Dataset content:
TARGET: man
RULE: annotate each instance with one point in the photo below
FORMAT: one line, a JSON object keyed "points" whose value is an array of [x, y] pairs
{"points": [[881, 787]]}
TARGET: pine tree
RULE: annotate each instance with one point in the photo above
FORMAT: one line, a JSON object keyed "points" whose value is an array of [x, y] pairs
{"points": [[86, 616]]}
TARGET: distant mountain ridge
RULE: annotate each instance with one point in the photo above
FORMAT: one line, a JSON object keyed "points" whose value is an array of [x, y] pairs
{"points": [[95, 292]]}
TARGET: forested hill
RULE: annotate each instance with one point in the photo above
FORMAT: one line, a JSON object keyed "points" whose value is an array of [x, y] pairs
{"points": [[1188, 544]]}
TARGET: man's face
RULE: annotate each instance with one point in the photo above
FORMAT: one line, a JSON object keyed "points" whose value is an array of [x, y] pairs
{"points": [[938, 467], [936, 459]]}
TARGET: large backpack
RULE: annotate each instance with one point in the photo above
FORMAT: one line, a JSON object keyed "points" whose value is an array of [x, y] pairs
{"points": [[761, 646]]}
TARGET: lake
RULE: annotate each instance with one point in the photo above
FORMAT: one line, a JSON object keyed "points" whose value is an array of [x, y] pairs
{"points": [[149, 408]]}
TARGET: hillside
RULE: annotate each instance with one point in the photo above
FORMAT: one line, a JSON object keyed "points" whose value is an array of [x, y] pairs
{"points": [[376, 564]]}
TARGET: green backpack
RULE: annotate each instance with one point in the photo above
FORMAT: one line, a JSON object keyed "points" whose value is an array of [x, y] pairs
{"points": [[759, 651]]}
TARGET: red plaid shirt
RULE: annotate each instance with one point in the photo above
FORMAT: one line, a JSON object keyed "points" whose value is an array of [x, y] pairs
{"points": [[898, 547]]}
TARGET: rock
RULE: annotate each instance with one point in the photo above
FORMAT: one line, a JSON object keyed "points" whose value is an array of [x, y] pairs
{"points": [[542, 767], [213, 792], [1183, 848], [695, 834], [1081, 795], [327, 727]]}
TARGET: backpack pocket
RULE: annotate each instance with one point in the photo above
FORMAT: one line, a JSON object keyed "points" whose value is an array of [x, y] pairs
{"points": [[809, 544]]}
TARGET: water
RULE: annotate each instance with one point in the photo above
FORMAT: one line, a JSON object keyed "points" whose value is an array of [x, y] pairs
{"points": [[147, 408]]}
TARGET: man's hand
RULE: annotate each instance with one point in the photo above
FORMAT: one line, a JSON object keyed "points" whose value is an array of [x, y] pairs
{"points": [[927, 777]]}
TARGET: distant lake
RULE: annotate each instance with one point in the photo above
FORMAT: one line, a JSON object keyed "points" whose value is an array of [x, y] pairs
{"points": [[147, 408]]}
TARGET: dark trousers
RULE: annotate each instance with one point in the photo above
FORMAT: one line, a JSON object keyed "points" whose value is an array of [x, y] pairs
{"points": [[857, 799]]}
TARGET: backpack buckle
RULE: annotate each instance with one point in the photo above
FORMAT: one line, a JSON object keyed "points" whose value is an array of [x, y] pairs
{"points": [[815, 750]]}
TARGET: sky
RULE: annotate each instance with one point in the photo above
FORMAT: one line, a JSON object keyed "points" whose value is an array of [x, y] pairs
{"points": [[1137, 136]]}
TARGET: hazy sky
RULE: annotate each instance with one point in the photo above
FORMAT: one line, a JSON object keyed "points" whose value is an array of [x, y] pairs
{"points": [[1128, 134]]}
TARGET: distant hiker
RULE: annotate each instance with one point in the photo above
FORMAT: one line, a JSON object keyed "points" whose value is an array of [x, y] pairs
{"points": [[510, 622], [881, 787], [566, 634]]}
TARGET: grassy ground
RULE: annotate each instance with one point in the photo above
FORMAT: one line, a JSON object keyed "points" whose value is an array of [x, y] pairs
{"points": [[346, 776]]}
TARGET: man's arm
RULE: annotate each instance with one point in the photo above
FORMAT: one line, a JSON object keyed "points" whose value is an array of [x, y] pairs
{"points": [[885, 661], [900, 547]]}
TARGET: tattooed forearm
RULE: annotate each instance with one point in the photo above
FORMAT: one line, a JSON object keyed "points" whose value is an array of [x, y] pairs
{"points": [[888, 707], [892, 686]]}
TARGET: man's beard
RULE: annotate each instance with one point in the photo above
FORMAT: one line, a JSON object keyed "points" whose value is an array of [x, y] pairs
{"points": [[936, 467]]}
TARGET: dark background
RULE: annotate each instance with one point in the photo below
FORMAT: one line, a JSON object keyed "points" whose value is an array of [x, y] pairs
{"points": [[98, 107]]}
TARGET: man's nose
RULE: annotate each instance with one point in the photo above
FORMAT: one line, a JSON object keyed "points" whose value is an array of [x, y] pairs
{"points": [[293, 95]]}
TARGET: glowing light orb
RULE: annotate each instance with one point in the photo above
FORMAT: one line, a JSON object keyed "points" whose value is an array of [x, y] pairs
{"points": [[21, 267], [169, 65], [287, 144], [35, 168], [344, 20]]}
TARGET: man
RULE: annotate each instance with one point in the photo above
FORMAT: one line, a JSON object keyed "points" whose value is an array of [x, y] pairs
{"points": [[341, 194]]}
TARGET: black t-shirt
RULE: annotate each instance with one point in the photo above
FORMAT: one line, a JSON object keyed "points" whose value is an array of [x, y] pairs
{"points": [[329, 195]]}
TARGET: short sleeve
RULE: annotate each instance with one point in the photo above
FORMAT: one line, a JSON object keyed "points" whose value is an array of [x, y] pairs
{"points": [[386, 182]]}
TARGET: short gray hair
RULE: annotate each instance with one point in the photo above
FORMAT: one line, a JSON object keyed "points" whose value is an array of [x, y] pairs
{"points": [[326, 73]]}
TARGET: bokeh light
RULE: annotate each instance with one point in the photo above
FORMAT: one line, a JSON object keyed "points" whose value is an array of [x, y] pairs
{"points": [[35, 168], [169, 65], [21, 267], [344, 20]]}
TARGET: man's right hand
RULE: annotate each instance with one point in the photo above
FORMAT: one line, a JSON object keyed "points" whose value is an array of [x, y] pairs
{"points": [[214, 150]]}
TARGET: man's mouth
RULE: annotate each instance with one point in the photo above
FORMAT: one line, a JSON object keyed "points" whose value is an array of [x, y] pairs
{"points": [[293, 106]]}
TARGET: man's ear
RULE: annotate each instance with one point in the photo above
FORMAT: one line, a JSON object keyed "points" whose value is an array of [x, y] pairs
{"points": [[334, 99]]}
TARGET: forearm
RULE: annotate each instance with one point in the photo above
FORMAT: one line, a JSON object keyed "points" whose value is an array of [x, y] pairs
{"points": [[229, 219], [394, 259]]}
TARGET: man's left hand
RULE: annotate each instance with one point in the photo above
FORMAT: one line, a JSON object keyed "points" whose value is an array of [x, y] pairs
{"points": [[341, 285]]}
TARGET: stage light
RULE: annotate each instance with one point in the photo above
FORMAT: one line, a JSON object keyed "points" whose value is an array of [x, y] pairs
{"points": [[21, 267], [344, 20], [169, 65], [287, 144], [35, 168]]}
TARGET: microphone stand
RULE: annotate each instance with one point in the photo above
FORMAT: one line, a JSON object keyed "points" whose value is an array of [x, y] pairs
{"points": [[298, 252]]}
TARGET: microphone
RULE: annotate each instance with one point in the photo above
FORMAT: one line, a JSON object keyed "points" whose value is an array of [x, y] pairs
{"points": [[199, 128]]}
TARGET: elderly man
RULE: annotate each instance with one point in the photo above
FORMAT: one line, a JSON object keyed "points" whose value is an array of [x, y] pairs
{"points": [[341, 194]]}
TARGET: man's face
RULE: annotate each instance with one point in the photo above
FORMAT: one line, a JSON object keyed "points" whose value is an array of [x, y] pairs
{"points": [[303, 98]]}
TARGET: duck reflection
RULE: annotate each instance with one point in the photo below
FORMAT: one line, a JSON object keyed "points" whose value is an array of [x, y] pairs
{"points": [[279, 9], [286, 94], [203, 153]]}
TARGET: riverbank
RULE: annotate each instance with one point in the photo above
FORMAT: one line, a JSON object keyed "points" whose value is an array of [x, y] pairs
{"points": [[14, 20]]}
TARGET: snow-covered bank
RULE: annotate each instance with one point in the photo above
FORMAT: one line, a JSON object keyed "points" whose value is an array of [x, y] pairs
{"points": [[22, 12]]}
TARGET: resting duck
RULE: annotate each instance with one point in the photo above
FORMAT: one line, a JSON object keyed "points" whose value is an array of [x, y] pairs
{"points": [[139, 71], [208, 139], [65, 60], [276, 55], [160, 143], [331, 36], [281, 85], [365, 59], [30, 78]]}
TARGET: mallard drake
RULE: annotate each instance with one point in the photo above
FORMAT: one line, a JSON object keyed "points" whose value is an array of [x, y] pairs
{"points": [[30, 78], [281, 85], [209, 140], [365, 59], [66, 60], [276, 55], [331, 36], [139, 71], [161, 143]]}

Prompt:
Lines above that include the string "short" need to be copied.

Solution to this problem:
TARGET: short sleeve
TARGET: short gray hair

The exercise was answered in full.